» **Task item**
Nothing but the lines from the one containing "If you could pick out the coupe" through the last line of the data below should be returned, each copied exactly.

<<<<

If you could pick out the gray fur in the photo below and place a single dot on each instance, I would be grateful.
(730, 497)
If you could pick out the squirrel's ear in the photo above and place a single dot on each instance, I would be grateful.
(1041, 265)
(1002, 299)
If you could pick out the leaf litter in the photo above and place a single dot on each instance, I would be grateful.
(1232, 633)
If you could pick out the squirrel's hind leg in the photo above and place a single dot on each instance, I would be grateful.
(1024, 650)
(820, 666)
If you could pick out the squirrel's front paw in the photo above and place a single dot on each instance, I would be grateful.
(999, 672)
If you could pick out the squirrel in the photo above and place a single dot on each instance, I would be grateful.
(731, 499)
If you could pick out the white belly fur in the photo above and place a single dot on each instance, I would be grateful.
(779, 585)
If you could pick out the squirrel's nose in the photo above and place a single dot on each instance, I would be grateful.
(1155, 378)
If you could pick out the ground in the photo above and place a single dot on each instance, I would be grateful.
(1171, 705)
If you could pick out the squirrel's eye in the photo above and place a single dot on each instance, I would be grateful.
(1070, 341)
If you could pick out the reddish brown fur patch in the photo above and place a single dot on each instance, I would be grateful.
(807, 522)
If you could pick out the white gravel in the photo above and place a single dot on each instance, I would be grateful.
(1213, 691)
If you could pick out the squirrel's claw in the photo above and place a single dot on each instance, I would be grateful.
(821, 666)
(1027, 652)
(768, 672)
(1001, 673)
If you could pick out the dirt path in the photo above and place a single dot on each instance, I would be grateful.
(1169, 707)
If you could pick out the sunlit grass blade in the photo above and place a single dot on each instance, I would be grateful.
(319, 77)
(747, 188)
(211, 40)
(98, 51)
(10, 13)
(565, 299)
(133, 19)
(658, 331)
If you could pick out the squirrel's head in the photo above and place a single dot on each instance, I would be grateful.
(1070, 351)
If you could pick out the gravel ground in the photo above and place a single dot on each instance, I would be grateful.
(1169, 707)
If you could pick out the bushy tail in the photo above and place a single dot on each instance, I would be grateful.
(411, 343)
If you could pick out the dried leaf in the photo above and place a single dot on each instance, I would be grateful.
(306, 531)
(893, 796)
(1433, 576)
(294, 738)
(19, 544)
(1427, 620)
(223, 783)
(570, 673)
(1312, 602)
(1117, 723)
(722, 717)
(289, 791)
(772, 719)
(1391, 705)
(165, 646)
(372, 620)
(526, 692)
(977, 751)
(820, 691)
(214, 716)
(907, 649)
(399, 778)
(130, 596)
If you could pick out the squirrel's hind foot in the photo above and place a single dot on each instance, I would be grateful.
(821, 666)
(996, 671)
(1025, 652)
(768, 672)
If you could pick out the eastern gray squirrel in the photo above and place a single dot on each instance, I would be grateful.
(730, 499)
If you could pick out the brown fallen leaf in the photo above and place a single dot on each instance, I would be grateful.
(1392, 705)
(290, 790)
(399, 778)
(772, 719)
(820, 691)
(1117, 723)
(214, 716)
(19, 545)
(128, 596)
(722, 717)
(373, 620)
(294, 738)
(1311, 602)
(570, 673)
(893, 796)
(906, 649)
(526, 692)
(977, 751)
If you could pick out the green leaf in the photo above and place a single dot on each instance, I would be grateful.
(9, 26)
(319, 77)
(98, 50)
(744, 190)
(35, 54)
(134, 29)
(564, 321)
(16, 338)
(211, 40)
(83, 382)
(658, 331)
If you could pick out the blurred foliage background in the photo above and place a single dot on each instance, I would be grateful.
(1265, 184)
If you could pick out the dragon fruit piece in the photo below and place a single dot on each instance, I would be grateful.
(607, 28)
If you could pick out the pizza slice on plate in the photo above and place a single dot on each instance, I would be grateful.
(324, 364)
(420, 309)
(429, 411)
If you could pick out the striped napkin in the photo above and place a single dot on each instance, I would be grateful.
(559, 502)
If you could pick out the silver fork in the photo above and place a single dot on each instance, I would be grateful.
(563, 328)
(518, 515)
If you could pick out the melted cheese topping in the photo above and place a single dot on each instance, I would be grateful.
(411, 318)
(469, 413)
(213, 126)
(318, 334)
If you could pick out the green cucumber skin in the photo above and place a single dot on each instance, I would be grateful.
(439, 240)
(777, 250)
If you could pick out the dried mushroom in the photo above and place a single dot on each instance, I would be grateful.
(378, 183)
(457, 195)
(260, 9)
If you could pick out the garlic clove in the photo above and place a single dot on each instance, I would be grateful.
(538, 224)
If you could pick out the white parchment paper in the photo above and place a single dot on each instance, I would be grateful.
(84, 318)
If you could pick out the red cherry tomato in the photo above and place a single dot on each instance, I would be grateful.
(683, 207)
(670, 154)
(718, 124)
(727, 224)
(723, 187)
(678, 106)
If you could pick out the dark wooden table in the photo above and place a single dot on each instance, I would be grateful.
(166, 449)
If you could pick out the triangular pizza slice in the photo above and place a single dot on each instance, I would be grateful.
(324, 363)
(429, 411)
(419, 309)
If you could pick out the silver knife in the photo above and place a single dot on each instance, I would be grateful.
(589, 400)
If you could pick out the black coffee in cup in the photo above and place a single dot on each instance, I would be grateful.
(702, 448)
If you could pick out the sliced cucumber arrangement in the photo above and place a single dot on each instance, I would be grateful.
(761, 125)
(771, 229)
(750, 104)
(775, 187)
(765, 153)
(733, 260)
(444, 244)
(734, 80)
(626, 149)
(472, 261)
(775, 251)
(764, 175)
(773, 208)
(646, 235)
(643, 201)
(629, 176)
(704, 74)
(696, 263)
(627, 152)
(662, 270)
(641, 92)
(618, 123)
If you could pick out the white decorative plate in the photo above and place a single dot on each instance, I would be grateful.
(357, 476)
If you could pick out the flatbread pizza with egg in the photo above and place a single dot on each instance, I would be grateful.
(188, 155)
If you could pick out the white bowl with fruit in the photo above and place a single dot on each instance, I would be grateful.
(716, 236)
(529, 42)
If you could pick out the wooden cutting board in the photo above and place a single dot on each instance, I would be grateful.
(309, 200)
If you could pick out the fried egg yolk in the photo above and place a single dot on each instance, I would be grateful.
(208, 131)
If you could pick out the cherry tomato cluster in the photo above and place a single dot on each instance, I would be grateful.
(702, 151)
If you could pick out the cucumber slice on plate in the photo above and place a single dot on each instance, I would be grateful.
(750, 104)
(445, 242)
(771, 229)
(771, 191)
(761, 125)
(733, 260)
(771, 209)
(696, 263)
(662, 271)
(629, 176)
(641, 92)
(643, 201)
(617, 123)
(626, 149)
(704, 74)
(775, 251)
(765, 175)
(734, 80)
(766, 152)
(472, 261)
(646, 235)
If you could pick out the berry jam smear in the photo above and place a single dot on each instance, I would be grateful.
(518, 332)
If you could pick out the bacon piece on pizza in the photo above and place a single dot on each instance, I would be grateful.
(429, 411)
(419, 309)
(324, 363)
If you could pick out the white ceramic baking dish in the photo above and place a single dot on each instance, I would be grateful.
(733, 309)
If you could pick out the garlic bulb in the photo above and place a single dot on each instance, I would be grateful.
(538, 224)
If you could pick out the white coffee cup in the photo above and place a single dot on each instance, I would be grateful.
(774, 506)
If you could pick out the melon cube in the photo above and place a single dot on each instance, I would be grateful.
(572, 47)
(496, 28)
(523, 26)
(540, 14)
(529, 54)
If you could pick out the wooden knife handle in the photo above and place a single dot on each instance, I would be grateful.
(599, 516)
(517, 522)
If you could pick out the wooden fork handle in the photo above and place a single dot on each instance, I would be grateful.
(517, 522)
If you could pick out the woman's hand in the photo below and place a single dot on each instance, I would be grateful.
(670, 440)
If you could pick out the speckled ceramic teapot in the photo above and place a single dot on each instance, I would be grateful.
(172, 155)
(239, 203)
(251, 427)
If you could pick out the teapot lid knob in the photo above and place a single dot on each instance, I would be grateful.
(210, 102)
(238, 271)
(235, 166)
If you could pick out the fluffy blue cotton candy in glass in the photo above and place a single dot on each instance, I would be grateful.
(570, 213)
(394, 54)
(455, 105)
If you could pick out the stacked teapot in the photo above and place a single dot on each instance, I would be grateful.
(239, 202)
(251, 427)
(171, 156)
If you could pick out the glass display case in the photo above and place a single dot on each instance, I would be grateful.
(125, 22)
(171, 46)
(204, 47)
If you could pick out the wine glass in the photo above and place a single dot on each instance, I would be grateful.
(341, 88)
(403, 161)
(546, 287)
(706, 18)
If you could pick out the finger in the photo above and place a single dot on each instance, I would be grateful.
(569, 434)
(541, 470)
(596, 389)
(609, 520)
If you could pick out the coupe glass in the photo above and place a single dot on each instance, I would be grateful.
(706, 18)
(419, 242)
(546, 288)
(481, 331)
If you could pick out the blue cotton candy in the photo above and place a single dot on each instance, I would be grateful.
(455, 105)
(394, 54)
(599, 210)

>>>>

» **Result below**
If you could pick out the coupe glass in the photo above and place a single dot on each instance, I would be grateful.
(706, 18)
(419, 242)
(546, 288)
(481, 331)
If you could pick out the blue cotton candy in the photo above and place a single dot on each instance, I would be grateful.
(455, 105)
(394, 54)
(599, 210)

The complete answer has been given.